Dataset extract >>
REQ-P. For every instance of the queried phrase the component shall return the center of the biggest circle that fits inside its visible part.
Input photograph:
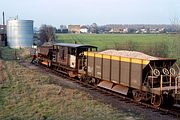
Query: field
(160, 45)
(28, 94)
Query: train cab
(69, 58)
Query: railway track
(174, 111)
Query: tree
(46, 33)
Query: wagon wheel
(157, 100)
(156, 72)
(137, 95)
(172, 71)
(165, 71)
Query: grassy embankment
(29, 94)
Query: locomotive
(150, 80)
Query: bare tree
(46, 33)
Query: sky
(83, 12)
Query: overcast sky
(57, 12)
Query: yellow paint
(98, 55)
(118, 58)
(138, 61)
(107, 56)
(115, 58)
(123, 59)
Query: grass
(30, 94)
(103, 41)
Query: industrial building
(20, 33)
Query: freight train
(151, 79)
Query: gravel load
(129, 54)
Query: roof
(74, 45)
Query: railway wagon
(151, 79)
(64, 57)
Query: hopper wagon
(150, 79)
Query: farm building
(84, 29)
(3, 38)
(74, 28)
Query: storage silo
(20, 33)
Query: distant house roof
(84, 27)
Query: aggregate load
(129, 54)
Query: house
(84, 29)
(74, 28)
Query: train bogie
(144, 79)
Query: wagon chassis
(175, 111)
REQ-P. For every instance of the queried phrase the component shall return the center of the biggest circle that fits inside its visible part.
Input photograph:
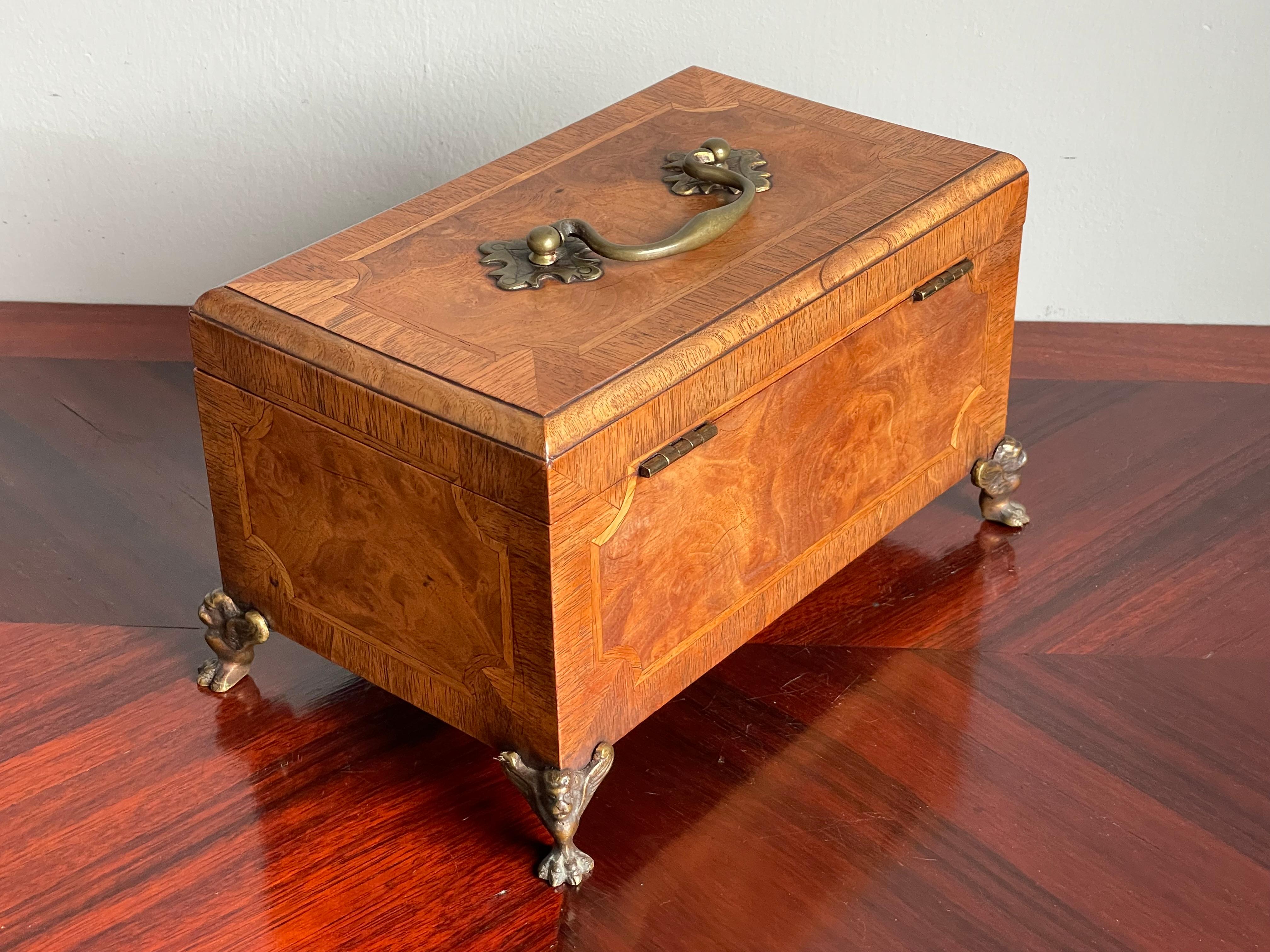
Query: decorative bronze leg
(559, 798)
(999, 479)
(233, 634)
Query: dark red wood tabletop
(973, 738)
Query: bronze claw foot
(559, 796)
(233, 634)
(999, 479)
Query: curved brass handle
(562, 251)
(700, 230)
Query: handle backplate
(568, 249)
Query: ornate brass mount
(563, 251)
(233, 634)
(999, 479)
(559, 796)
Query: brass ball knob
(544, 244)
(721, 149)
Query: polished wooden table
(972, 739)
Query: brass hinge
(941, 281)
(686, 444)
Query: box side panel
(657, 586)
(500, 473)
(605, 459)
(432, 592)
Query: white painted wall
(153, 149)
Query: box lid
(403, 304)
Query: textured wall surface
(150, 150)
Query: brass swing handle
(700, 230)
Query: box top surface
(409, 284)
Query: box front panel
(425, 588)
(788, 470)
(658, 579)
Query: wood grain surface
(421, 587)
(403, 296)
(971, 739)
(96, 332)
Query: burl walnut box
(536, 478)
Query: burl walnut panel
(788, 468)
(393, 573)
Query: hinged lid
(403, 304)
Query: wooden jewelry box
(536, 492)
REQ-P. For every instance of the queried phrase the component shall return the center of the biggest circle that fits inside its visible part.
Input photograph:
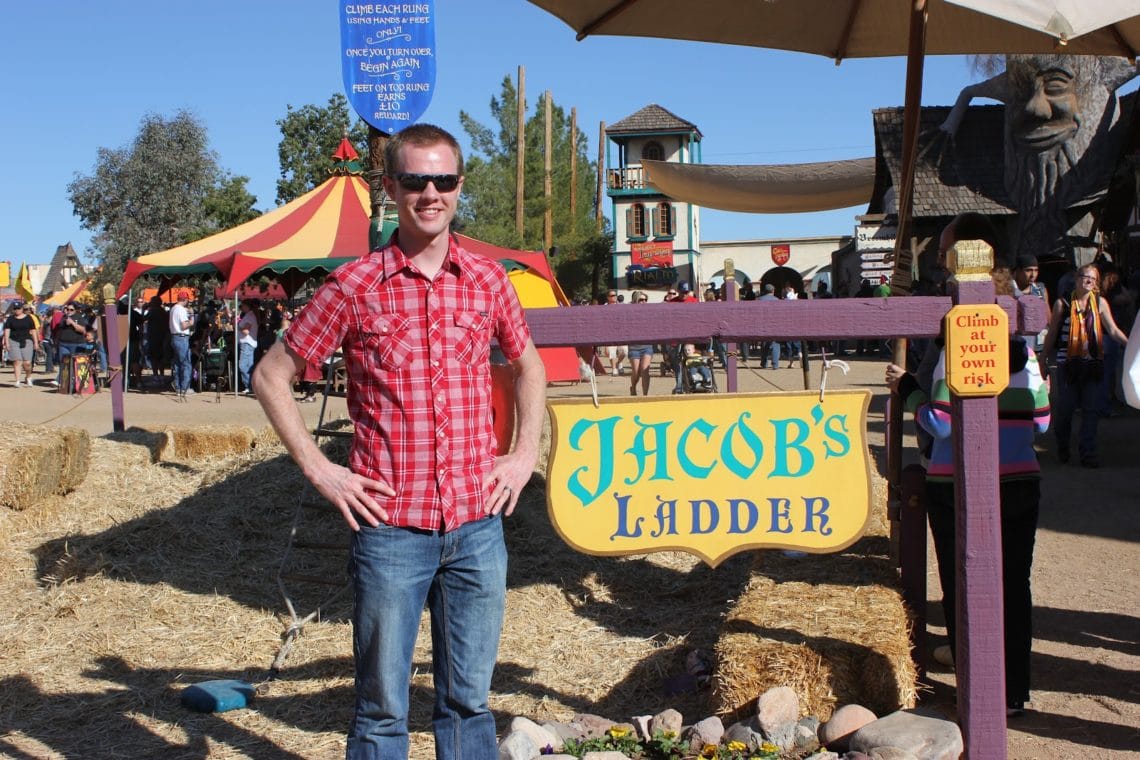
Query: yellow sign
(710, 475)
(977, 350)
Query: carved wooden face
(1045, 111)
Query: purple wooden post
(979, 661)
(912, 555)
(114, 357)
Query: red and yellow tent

Activity >> Please transcribe the listing above verbatim and exclude every picture.

Solution >>
REQ-P. For every instance of the queried phrase the component shall return the center of the biggest circle that fits inside its visible part.
Input photograph:
Query: field
(160, 45)
(28, 94)
Query: train cab
(69, 58)
Query: railway track
(174, 111)
Query: tree
(46, 33)
Query: wagon wheel
(157, 100)
(156, 72)
(137, 95)
(172, 71)
(165, 71)
Query: grassy embankment
(29, 94)
Query: locomotive
(150, 80)
Query: bare tree
(46, 33)
Query: sky
(83, 12)
Query: overcast sky
(57, 12)
Query: yellow paint
(98, 55)
(118, 58)
(138, 61)
(107, 56)
(115, 58)
(123, 59)
Query: grass
(30, 94)
(103, 41)
Query: industrial building
(20, 33)
Query: freight train
(151, 79)
Query: gravel load
(129, 54)
Query: roof
(74, 45)
Query: railway wagon
(151, 79)
(64, 57)
Query: hopper wagon
(150, 79)
Query: farm building
(84, 29)
(3, 38)
(74, 28)
Query: storage silo
(20, 33)
Query: distant house roof
(84, 27)
Query: aggregate load
(129, 54)
Query: house
(84, 29)
(74, 28)
Query: train bogie
(144, 79)
Query: wagon chassis
(175, 111)
REQ-P. For every instance of the queried phrase the component shall return the center of the biggest circle that fits inside its visible part.
Input photograph:
Query: decorative bronze leg
(559, 798)
(999, 479)
(233, 634)
Query: dark red wood tabletop
(973, 738)
Query: bronze claw foot
(559, 796)
(233, 634)
(999, 479)
Query: curved brass handle
(562, 251)
(700, 230)
Query: handle backplate
(568, 249)
Query: ornate brass mount
(563, 251)
(233, 634)
(999, 479)
(559, 796)
Query: brass ball knob
(544, 244)
(721, 149)
Query: polished wooden table
(972, 739)
Query: brass hinge
(941, 281)
(686, 444)
Query: box side panel
(657, 586)
(500, 473)
(605, 459)
(432, 592)
Query: white painted wall
(153, 149)
Query: box lid
(403, 304)
Query: textured wall surface
(150, 150)
Query: brass swing handle
(700, 230)
Query: box top surface
(409, 284)
Query: box front panel
(425, 588)
(788, 470)
(658, 579)
Query: wood grain surface
(421, 587)
(403, 296)
(971, 739)
(96, 332)
Query: burl walnut box
(536, 478)
Query: burl walnut panel
(788, 468)
(393, 573)
Query: hinged lid
(403, 304)
Query: wooden jewelry box
(536, 492)
REQ-P. For every instance of the queried phrase the component shall return the center of the biggest circle that fits inside its visible part.
Input photograph:
Query: yellow sign
(710, 475)
(977, 350)
Query: carved wooden face
(1045, 111)
Query: purple wooden post
(979, 661)
(912, 555)
(114, 357)
Query: red and yellow tent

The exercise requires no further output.